__The request__
Copy out word for word the lines of the material below, from the line with "of the woman's" through the end of the material.

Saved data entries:
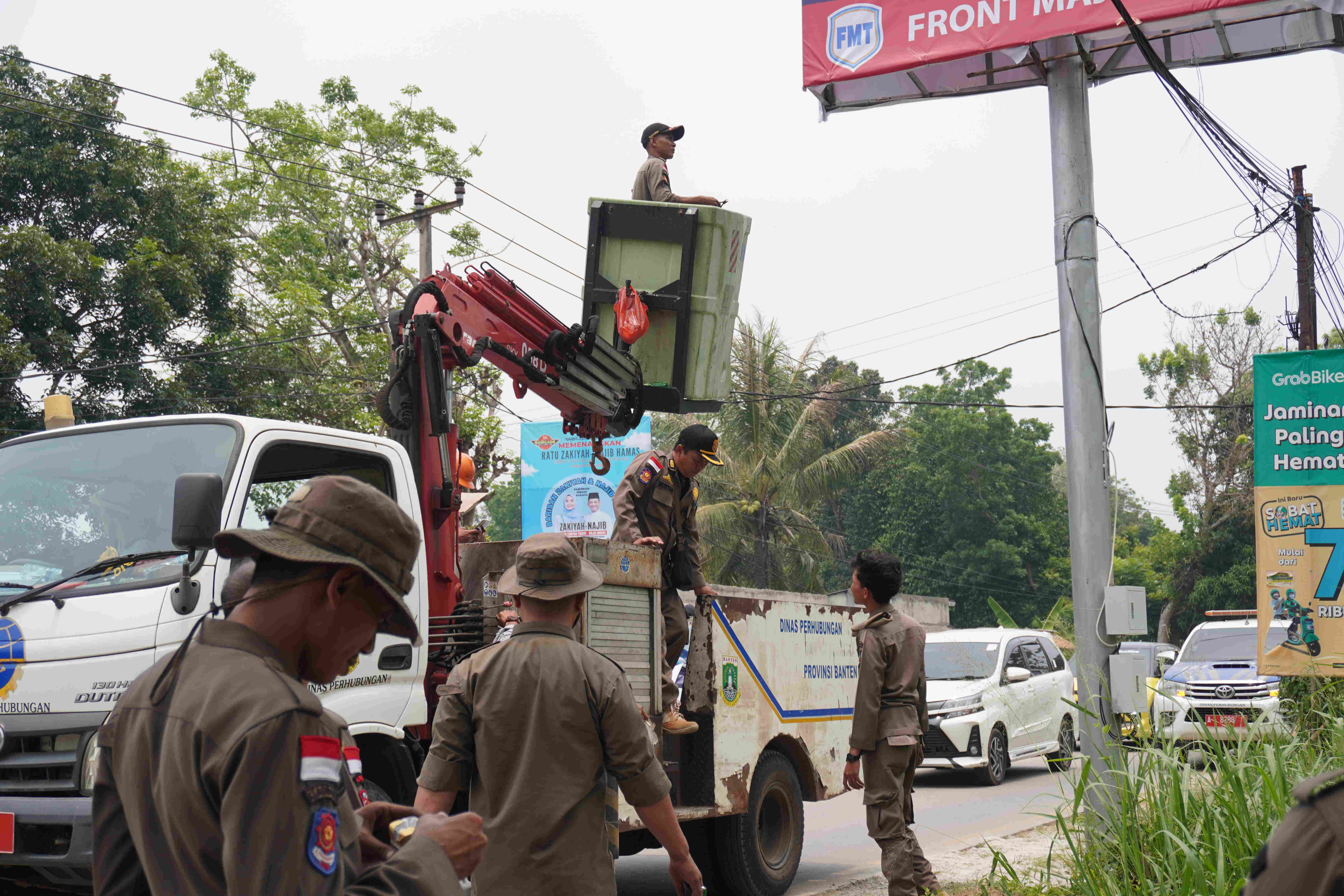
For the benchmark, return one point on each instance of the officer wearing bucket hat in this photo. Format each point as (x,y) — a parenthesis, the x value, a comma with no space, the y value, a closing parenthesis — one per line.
(221,773)
(544,730)
(655,504)
(653,182)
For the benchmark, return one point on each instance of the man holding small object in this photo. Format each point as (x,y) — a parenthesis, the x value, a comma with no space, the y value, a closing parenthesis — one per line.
(890,717)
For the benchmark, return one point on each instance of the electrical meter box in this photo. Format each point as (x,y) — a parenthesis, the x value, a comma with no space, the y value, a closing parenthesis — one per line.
(1130,682)
(686,261)
(1127,610)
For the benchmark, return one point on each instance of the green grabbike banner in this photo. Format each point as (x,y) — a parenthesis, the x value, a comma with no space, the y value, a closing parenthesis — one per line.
(1299,414)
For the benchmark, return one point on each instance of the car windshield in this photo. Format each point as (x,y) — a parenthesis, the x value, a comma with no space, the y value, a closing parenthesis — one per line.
(71,502)
(959,660)
(1236,643)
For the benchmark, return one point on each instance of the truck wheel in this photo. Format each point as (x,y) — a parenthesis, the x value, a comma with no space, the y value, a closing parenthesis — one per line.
(760,851)
(1062,758)
(997,760)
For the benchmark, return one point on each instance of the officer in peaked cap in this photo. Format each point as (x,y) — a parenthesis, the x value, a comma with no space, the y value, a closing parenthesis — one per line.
(221,773)
(544,730)
(1306,855)
(655,504)
(653,182)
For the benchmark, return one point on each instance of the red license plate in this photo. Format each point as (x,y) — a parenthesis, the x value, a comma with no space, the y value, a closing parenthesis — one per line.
(1225,722)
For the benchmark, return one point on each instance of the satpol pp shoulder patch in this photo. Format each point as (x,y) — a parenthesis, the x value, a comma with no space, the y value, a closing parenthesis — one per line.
(322,840)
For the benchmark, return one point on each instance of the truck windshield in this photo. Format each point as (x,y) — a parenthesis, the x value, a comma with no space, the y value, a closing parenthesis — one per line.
(1209,645)
(960,660)
(73,500)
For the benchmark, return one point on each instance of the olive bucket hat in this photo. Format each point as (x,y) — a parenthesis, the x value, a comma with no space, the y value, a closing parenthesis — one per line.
(549,569)
(338,519)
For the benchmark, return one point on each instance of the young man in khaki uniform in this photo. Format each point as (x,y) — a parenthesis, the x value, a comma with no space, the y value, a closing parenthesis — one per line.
(653,182)
(221,773)
(544,730)
(1306,855)
(655,504)
(890,717)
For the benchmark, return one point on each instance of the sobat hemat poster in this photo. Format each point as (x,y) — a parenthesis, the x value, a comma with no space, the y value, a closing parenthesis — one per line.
(561,493)
(1299,408)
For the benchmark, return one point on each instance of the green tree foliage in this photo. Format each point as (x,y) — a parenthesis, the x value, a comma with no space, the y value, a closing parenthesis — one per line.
(300,189)
(967,499)
(506,511)
(111,250)
(760,512)
(1210,563)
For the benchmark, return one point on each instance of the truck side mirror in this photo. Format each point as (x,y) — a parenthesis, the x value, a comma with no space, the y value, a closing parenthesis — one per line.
(198,502)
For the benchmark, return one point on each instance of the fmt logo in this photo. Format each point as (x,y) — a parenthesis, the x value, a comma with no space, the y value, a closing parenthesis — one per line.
(854,35)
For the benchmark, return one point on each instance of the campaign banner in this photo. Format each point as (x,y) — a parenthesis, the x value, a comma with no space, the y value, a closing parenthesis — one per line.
(1299,410)
(846,41)
(561,493)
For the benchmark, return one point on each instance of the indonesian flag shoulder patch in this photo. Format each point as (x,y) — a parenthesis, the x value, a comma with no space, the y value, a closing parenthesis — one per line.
(322,840)
(321,760)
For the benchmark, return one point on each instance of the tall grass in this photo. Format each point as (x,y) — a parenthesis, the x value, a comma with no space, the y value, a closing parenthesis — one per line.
(1175,831)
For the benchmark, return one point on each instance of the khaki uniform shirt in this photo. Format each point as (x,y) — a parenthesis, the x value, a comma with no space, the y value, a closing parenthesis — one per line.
(671,511)
(209,792)
(653,185)
(1306,855)
(889,703)
(534,727)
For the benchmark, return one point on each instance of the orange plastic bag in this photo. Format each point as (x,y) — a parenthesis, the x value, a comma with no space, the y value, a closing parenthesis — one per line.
(632,318)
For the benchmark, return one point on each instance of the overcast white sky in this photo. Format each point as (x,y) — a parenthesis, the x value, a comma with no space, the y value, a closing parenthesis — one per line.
(873,213)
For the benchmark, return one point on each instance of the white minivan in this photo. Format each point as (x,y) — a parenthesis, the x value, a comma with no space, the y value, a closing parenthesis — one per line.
(995,696)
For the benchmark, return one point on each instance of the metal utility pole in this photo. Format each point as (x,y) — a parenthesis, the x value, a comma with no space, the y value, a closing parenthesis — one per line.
(1085,413)
(424,220)
(1306,263)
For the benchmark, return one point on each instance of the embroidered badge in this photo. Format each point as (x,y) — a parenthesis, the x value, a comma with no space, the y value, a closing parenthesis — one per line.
(357,773)
(322,840)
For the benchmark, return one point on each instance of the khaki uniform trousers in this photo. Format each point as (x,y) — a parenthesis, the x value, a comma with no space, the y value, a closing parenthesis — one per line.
(677,632)
(889,776)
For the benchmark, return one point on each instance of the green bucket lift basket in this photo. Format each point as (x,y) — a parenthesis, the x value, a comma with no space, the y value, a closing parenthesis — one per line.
(687,264)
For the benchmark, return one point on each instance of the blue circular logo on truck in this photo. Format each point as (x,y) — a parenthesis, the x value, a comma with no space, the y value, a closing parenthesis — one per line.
(11,656)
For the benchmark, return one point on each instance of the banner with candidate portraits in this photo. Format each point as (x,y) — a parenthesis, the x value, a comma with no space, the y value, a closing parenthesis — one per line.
(561,493)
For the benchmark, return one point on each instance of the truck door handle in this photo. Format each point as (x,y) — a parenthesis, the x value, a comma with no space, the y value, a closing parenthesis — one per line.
(396,657)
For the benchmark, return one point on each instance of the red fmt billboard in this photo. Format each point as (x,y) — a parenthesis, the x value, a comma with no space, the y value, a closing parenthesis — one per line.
(882,52)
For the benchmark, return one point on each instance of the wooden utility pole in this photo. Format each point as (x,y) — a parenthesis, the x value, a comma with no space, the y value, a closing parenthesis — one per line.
(1303,211)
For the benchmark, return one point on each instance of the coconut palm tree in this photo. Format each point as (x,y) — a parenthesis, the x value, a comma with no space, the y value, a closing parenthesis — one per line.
(757,519)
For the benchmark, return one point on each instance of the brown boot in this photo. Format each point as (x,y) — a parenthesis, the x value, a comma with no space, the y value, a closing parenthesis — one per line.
(674,723)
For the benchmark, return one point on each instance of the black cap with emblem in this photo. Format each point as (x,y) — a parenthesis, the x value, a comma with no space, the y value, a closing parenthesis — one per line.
(698,437)
(659,128)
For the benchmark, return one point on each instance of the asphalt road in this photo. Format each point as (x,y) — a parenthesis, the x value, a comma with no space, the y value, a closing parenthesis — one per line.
(952,812)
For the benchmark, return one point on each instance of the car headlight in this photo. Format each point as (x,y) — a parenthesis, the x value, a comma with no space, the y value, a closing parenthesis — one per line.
(89,772)
(958,707)
(1171,688)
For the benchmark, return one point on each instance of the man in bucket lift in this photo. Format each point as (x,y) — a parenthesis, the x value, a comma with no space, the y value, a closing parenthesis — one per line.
(653,185)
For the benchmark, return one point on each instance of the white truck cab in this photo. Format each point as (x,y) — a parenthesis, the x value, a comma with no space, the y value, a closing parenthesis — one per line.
(76,496)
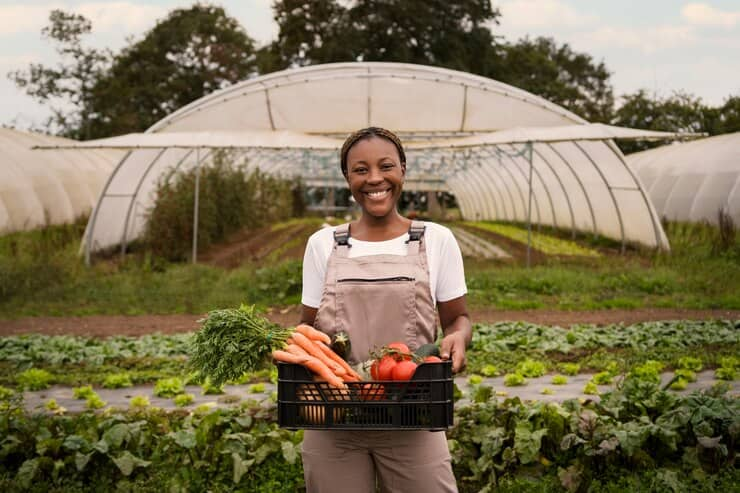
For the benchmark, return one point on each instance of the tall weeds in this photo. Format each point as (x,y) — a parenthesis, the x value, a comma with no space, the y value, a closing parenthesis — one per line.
(230,199)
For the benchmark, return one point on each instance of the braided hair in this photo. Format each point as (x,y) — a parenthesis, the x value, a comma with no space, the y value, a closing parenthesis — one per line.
(368,133)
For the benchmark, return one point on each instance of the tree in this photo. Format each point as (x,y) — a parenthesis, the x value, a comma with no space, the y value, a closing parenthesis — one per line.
(189,54)
(66,88)
(680,112)
(433,32)
(558,74)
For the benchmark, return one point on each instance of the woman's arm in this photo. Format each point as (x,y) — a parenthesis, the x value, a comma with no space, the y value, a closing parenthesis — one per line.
(456,329)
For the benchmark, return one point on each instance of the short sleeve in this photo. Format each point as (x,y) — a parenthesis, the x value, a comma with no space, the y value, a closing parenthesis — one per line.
(314,272)
(451,277)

__Result__
For the benchmark, return one point on each instance of the woman's arm in this photo. Format each point as (x,y) — a parenthesis, the x value, a comma with no space, the y value, a closing parenthesis — one per line.
(456,329)
For the benchmark, return one point on each instance of the short sleeve in this photo. Format each point as (x,y) — a parenthesis, the x value, a comma with no space, the y value, a closing parenthesis — one per line.
(314,272)
(451,277)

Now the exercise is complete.